Segmentation mask data:
+===+
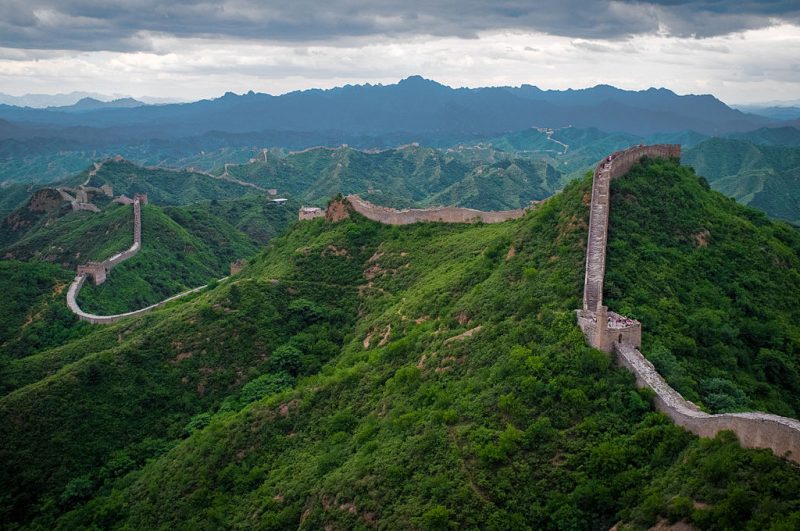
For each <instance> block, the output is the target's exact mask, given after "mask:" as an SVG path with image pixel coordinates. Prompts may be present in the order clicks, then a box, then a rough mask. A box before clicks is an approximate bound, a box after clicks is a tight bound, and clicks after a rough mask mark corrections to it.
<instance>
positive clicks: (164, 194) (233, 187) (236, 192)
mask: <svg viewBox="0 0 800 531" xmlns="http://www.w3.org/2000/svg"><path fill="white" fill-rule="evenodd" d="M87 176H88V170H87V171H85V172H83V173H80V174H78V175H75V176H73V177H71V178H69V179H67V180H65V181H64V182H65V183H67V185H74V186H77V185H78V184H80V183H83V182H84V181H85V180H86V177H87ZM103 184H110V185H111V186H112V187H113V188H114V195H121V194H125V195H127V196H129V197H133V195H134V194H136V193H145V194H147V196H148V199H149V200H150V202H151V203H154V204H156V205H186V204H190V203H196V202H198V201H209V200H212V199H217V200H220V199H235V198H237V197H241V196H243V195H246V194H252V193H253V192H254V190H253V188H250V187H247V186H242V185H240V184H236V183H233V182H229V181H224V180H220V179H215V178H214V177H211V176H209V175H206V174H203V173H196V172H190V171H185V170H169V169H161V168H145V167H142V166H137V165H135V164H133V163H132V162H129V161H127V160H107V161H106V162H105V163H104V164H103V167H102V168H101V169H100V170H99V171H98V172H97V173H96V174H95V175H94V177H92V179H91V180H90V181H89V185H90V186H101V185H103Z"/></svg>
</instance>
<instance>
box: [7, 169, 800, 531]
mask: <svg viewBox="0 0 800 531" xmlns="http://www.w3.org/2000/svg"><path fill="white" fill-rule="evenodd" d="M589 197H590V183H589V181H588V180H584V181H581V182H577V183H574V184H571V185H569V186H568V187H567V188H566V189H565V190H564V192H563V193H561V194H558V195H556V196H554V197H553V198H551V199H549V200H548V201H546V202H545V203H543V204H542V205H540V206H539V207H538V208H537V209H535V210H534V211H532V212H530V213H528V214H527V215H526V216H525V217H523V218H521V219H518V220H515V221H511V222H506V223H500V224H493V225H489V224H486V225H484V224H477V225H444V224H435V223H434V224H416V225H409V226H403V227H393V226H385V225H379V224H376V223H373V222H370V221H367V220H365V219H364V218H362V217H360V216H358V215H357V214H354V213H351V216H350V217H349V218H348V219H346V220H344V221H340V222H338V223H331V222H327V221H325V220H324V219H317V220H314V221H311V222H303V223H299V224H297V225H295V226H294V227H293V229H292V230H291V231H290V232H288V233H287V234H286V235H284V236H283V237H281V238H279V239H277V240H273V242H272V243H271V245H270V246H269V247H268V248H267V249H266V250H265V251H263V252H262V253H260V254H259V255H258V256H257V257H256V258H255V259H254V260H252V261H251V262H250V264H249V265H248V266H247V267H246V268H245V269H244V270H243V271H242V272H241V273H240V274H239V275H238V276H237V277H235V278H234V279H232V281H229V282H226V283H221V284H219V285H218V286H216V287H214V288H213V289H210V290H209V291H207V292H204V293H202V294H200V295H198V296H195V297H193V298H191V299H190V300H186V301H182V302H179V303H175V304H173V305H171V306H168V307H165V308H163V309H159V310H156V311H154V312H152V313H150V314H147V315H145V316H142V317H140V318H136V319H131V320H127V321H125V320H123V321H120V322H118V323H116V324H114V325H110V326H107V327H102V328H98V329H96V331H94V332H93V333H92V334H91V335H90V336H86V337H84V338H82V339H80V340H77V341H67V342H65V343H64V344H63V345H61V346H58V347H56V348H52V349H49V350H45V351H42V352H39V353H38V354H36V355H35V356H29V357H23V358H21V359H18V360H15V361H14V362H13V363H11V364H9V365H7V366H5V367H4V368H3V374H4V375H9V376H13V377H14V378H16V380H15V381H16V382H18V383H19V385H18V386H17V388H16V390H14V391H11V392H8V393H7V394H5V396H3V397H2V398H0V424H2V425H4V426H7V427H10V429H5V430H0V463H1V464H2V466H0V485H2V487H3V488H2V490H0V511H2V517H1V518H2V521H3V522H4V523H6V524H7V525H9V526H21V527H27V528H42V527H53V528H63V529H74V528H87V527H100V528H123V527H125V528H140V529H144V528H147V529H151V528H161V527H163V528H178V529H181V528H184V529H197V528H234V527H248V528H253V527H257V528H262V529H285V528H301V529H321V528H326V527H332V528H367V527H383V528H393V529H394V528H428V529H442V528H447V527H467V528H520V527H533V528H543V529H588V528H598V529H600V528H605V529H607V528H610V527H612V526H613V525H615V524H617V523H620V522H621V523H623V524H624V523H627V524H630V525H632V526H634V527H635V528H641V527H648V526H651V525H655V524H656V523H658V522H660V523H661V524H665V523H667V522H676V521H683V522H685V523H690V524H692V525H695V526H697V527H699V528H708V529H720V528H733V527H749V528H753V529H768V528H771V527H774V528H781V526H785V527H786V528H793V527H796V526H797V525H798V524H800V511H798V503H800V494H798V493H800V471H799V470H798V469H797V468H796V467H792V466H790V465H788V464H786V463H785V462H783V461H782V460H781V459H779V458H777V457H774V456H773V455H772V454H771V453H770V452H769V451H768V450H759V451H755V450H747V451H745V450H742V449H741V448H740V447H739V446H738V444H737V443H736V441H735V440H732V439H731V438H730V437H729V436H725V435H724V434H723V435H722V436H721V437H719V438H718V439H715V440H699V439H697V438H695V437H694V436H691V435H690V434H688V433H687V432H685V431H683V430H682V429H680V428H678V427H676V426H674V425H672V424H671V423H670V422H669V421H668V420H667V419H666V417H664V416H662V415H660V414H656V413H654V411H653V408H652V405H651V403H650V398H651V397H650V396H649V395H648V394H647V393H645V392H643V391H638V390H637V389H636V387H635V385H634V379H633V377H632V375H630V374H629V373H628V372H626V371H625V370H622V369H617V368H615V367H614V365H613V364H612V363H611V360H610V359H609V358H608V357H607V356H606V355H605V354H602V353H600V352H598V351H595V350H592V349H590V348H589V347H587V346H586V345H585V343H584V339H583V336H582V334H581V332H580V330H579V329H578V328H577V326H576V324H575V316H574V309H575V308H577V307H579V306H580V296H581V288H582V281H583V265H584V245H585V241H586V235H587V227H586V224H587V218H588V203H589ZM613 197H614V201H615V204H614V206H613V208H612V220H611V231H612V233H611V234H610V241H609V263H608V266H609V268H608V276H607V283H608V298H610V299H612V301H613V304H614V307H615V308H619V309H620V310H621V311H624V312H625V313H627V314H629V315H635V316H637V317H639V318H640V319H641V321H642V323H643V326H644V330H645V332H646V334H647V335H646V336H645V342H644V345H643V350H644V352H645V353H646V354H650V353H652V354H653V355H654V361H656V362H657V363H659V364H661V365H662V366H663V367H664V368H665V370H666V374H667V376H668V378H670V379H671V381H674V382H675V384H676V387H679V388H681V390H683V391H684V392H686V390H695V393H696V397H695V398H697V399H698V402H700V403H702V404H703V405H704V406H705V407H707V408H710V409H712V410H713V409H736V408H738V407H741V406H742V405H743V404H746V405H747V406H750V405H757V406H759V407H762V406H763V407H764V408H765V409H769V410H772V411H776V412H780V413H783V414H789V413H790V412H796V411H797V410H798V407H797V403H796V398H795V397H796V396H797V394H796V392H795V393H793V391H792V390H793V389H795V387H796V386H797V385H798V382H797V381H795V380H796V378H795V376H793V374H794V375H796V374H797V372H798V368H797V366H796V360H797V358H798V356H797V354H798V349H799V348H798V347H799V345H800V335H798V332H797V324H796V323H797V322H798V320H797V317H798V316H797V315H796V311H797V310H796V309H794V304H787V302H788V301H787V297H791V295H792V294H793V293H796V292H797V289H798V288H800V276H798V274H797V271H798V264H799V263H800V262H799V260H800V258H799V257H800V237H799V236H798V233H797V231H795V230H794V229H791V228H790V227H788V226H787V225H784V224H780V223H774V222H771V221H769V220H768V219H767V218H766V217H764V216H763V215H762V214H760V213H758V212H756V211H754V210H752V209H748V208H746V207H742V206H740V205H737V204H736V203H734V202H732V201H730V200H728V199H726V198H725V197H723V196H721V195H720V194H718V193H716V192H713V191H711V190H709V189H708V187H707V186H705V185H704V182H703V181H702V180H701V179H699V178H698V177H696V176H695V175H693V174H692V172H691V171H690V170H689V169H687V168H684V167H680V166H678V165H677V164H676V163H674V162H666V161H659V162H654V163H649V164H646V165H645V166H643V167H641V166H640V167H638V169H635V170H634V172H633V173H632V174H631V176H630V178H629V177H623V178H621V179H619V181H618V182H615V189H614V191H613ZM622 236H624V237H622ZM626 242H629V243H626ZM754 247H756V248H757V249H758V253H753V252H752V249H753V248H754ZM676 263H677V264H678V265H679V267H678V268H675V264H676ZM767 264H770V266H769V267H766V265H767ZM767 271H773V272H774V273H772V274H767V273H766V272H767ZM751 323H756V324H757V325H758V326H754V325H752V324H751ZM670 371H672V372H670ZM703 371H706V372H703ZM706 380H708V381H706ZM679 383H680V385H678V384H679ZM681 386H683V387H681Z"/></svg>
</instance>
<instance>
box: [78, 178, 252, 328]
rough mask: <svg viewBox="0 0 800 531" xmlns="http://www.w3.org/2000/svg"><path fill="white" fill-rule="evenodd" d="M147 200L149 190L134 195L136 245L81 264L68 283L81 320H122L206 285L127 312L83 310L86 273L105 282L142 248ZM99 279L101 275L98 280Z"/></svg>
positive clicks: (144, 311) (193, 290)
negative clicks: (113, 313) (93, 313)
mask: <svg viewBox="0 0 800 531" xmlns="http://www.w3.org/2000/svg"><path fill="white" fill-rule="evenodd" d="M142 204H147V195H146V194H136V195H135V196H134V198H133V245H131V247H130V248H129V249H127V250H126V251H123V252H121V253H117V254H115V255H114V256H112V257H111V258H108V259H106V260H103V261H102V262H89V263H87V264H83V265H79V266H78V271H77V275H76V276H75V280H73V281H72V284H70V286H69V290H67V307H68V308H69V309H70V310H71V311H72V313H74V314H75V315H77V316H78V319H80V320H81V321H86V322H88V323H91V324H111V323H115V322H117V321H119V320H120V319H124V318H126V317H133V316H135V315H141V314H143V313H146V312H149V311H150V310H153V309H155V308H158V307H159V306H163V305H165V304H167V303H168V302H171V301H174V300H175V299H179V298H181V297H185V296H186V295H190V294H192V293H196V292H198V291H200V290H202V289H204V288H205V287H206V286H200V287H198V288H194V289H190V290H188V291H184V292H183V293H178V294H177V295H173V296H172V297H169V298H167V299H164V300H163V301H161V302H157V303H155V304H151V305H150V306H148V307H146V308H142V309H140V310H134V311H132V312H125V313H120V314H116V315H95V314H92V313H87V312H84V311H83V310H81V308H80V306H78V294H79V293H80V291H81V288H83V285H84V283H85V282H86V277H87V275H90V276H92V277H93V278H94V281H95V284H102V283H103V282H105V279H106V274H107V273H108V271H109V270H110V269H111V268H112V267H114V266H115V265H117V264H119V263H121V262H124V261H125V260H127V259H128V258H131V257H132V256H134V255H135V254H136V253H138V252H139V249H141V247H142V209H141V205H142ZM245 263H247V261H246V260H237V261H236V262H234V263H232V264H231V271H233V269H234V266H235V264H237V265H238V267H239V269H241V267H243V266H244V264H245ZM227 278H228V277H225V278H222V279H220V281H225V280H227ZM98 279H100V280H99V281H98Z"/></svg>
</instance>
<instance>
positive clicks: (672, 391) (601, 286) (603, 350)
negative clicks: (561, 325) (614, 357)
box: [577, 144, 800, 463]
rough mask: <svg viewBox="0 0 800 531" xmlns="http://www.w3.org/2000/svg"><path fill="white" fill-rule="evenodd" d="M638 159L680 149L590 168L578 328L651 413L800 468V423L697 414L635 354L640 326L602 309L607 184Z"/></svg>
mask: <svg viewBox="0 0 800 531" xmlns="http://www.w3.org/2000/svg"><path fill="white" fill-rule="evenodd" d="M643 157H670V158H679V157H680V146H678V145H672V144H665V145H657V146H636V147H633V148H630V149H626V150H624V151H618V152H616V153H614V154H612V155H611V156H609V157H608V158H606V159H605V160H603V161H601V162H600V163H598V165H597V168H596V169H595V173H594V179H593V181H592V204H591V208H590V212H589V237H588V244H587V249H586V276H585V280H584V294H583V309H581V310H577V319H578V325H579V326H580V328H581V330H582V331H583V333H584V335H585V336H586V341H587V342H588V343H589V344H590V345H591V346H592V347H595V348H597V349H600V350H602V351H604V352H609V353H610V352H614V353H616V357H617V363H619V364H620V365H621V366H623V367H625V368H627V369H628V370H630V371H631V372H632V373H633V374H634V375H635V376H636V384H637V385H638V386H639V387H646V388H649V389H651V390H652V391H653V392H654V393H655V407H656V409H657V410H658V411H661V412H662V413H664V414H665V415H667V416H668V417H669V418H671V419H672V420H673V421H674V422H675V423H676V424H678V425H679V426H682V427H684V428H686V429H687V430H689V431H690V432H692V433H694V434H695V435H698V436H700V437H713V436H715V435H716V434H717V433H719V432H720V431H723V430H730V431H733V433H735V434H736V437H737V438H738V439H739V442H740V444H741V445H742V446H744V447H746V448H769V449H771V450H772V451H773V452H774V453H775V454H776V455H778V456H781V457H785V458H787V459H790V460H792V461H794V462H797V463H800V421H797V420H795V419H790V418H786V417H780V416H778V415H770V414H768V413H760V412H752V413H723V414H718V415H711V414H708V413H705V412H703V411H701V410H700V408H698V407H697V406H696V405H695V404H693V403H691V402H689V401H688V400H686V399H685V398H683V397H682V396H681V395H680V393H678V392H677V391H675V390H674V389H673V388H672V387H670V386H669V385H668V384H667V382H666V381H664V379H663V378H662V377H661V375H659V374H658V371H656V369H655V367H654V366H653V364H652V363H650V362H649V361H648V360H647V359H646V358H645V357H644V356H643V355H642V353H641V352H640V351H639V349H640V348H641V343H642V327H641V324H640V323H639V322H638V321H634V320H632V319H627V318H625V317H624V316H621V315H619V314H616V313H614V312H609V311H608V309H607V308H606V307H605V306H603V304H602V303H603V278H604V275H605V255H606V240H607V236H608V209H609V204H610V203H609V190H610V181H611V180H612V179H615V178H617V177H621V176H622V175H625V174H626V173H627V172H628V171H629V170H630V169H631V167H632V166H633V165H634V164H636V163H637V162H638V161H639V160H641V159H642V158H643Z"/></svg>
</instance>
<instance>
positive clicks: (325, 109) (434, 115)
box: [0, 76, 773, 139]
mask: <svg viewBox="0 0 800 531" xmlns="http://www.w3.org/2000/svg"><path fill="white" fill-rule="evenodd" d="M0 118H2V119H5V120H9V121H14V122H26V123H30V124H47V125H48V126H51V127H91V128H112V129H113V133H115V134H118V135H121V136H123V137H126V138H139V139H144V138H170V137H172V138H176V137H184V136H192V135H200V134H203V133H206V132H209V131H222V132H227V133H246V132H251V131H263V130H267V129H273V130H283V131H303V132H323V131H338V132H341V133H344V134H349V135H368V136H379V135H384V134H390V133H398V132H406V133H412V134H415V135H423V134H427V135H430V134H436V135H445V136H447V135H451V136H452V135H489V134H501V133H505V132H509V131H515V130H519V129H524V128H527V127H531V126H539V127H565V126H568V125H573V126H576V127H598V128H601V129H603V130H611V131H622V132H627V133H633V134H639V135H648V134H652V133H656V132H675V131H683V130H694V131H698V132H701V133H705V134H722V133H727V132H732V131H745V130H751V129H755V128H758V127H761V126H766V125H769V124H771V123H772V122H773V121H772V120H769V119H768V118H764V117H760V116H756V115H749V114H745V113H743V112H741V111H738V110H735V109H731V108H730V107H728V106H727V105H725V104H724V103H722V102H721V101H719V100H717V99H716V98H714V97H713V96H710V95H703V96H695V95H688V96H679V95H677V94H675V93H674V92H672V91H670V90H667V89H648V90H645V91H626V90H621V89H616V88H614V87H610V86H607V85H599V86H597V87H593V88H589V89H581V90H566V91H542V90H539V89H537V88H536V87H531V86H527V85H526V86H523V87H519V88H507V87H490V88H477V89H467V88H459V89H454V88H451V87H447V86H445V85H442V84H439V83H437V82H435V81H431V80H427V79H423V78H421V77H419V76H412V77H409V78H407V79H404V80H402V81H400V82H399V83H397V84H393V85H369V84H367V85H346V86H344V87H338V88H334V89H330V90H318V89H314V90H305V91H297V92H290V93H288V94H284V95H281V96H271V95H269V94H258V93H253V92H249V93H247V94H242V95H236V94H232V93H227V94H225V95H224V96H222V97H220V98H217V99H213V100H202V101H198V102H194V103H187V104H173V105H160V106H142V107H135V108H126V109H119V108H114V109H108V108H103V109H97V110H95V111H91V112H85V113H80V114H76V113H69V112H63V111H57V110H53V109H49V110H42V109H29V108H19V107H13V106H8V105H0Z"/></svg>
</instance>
+===+
Exercise aim
In the records, how many lines hold the word "positive"? Answer with the number and no other words.

Exercise result
4